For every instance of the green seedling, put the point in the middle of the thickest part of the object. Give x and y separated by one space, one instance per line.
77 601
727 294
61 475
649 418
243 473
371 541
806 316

# Aim of the exercise
Render the lines above as a two-column CSV with the header instruction,coordinates. Give one row for each instruction line, with its text and its answer each in a single quoted field and line breaks replaced by spaces.

# Reply
instruction,coordinates
"For every instance of the green seedling, put the point in the middle of the thickest part of the object. Give x and y separated by one space, one instance per line.","77 601 727 294 61 475 649 418 243 473 371 541 806 316"